Problem requirements: Every entry needs to be written out again exactly.
━━━ Data extract
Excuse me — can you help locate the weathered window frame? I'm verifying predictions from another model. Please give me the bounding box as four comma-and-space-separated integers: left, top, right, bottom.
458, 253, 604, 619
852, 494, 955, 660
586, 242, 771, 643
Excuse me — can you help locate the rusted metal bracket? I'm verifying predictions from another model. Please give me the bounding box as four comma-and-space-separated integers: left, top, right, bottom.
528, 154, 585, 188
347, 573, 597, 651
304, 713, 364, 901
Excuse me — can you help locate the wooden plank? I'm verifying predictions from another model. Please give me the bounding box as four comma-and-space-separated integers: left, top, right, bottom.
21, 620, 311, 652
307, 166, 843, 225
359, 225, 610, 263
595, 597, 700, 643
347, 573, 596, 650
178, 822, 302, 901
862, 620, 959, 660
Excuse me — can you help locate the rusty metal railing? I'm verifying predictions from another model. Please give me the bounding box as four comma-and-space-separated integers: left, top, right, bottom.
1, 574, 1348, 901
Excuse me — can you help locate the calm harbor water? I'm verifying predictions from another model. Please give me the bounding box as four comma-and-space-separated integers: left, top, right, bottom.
━━━━━━
Written solution:
Excuse me — can you help locate the weathered window frame? I'm verifying predictions from another model. Please give me the bounding box as four comma-and-space-separated integers: left, top, right, bottom.
458, 253, 604, 619
852, 494, 955, 660
586, 242, 771, 643
Excuse me — can you help locate the rusted metal bracket? I'm verifying predictions from another model. Please give me the bounding box as four comma-and-space-separated integers: left, top, right, bottom.
528, 154, 585, 188
347, 573, 597, 651
304, 713, 364, 901
Excuse me — can you help locate the wooden plank? I'm verifying predictions from another model. Please give me the bounding box as four comma-and-space-separated integers: left, top, right, bottom.
21, 620, 311, 652
307, 166, 843, 225
359, 225, 610, 263
595, 597, 700, 643
347, 573, 596, 650
178, 822, 302, 901
862, 620, 959, 660
Excuse me — can you help locate the rusty metal railing? I'm verifying predictions from another model. Please give me the bounding box as four comma-and-space-separated integers: left, top, right, bottom.
1, 574, 1348, 901
Excuse me — can you help locate the calm harbor water? I'm verifying predictions from another model. Please give me the bounding box as four comma-and-space-separated integers: left, top, right, bottom.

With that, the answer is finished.